▶ **What is being asked**: Pick out every line in the material below that contains the word "plant", and copy each of those lines.

▶ **Data excerpts**:
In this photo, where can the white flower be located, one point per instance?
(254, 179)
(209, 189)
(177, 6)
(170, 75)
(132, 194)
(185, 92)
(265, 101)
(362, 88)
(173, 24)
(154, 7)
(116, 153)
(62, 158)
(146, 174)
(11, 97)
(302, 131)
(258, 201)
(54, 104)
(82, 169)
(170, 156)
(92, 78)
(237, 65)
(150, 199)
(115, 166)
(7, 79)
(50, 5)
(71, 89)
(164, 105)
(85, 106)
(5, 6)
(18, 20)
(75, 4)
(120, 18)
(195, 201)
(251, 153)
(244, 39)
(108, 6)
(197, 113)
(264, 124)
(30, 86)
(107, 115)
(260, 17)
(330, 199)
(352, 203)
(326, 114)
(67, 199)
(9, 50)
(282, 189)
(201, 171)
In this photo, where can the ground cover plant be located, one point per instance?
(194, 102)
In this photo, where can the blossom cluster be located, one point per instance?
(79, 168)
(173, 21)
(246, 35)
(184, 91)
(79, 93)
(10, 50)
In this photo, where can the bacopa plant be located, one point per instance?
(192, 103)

* * *

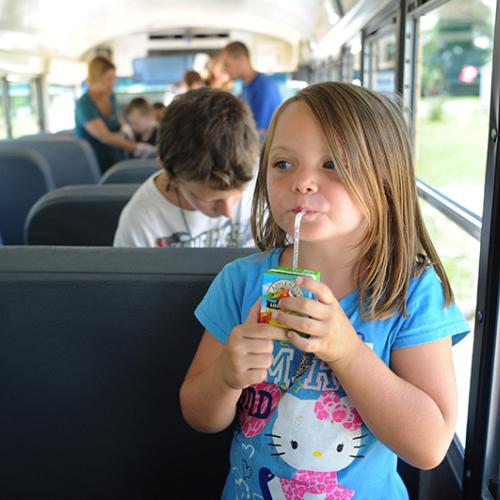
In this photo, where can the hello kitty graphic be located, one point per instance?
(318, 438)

▶ **Task result**:
In this photo, where can the ground cover plant be located, one point per instance?
In this photo, where can the bacopa plant be located, one point per instance?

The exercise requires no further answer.